**Exercise task**. Copy the data below word for word, from its first line through the line containing "429,36 -> 451,47", with both ends included. Leave the pictures out of your copy.
** BEGIN Data excerpts **
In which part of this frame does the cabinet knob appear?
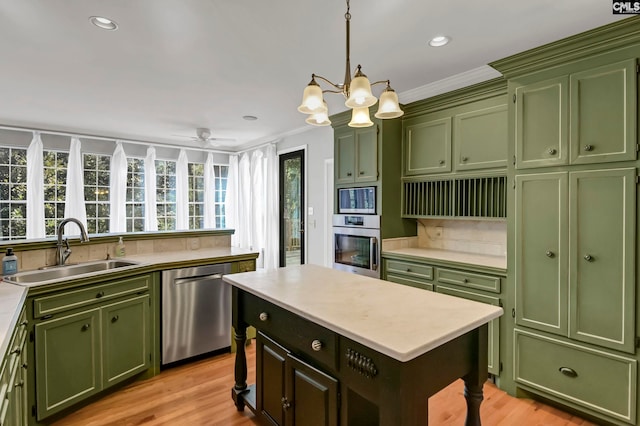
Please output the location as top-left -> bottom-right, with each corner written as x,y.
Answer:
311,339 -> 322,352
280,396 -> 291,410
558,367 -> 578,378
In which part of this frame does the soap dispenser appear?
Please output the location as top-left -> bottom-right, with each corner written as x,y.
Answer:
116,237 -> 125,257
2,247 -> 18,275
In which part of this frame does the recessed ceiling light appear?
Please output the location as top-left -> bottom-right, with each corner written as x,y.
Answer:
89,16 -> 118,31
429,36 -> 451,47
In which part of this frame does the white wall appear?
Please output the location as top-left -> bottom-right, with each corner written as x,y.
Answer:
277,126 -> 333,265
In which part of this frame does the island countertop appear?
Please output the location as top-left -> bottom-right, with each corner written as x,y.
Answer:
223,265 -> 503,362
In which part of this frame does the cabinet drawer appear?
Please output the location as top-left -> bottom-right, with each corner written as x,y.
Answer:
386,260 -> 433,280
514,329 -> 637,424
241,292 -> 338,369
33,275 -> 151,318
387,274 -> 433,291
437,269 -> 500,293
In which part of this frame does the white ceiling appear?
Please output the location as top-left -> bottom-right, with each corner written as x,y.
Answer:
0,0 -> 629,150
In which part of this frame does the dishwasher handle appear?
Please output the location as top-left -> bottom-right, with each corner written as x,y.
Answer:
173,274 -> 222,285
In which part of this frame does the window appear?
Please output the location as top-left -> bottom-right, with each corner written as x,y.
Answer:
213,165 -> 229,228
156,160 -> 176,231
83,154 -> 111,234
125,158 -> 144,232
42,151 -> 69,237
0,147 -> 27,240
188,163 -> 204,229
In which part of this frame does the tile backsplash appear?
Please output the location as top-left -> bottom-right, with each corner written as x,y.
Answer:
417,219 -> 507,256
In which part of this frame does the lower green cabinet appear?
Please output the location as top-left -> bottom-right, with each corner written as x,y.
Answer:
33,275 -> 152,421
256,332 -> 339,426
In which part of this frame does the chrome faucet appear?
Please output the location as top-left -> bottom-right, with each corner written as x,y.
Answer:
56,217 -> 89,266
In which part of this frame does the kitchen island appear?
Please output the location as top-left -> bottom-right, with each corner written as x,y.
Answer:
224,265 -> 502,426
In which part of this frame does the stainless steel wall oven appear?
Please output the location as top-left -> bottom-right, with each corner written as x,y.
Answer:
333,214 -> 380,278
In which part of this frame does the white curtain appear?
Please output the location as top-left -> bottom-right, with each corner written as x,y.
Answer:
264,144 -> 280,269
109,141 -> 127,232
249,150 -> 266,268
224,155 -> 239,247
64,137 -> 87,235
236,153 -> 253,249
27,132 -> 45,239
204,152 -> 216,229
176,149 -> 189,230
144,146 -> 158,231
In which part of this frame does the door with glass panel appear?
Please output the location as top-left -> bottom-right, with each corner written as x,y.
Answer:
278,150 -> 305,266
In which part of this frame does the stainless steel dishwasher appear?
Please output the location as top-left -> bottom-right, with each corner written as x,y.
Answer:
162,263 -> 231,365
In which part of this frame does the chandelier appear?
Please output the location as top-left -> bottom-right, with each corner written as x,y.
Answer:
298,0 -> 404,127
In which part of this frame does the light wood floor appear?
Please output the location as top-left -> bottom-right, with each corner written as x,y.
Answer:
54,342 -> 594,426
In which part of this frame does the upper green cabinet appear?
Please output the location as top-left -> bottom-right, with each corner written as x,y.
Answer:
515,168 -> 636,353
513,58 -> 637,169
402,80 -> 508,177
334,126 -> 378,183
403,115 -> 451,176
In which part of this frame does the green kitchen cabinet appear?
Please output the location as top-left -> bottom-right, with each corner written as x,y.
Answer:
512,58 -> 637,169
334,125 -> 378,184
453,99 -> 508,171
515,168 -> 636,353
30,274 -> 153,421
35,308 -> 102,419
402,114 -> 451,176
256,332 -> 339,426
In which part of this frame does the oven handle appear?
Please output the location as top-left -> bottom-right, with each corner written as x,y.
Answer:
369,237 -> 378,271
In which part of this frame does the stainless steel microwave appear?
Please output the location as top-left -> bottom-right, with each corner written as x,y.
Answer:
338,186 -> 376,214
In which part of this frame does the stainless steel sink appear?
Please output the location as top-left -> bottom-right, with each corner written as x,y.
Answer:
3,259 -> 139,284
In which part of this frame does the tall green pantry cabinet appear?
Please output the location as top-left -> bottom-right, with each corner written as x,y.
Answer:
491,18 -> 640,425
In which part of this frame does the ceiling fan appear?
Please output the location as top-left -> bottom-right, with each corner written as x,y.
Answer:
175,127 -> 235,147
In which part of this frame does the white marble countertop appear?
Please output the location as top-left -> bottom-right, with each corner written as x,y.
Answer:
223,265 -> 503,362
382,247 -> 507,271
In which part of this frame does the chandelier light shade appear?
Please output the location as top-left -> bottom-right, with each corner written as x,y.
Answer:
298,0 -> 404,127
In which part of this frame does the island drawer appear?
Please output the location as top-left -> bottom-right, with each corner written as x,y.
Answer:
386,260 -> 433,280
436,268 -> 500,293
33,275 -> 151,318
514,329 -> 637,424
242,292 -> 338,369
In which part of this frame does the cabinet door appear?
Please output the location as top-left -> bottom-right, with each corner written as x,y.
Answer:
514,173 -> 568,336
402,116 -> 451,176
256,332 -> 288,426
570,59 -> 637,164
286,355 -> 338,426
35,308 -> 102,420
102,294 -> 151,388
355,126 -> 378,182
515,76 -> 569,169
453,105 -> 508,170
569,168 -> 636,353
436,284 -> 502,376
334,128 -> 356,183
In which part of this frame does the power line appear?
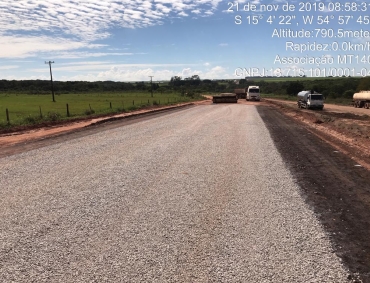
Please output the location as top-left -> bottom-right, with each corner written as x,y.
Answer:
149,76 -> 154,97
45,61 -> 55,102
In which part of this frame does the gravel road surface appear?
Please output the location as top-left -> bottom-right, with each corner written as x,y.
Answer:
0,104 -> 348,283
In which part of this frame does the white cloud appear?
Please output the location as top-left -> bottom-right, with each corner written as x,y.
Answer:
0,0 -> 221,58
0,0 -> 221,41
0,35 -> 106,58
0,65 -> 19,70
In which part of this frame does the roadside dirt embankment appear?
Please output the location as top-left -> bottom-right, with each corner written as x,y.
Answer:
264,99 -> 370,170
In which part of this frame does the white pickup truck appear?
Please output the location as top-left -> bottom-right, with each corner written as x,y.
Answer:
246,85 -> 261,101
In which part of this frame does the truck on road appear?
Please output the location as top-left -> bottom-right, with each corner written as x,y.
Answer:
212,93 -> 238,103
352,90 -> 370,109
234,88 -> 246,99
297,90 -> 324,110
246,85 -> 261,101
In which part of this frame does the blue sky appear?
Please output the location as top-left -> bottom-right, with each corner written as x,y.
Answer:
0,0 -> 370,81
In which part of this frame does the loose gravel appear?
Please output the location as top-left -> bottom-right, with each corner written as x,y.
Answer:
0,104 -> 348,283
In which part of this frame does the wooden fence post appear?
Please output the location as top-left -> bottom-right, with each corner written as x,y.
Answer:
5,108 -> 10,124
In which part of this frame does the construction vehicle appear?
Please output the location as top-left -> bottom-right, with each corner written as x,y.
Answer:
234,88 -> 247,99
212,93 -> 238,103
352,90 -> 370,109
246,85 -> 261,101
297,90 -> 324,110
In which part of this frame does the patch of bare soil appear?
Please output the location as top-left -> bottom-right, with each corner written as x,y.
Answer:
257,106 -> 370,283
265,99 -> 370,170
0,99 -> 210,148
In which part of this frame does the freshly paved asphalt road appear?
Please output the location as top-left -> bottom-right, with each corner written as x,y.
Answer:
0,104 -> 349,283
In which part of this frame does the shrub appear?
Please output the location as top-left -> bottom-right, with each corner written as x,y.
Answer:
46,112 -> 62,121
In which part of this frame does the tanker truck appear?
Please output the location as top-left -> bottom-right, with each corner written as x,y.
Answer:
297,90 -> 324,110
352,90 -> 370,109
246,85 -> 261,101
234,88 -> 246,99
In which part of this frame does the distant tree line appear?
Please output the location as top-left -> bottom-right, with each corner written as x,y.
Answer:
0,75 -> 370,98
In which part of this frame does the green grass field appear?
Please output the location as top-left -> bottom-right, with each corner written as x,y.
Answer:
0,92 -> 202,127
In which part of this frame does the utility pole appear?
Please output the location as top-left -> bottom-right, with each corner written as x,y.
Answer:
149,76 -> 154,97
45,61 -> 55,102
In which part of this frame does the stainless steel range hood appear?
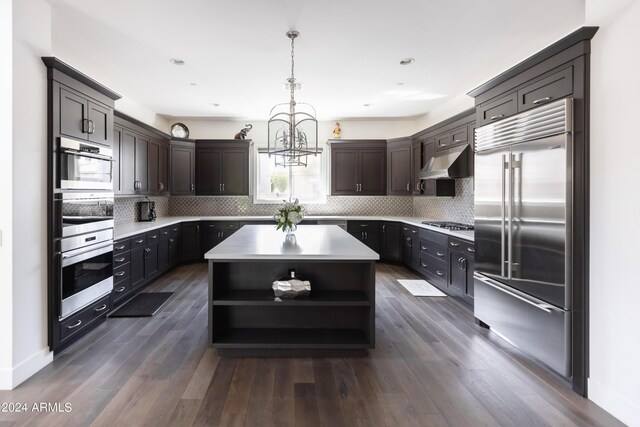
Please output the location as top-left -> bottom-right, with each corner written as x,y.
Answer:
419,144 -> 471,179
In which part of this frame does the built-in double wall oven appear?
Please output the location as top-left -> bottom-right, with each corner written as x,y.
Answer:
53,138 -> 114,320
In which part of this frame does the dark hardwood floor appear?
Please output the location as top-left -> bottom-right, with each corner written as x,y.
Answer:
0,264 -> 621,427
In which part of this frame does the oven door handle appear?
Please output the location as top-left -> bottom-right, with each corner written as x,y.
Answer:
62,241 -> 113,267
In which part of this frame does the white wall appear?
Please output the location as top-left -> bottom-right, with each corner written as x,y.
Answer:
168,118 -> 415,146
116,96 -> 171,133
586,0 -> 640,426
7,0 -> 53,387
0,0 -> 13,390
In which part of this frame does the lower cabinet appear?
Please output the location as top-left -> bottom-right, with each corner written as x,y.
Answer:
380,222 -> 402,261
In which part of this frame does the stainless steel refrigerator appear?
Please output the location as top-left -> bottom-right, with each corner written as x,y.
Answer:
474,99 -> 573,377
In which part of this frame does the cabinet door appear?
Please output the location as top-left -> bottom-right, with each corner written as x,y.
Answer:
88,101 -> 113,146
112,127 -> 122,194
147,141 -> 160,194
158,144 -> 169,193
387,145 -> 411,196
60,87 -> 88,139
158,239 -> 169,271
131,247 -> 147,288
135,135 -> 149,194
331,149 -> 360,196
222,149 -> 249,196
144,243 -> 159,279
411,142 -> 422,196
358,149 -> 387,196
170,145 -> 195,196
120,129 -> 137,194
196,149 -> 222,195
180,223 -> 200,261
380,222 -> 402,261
** END Data excerpts **
**Full answer**.
In which part of this frame does the cabinet knob appear?
Please output the location as top-left -> bottom-right, with each corner written as x,y.
Answer:
311,339 -> 322,352
280,396 -> 291,410
558,367 -> 578,378
In which part of this frame does the soap dispenser appear?
Please output the location as top-left -> bottom-right, with each corner written as x,y.
Answer:
116,237 -> 125,257
2,247 -> 18,275
In which part of this frame does the recessed ceiling light appear?
Please output the location as top-left -> bottom-right, with each corner written as x,y.
Answer:
89,16 -> 118,31
429,36 -> 451,47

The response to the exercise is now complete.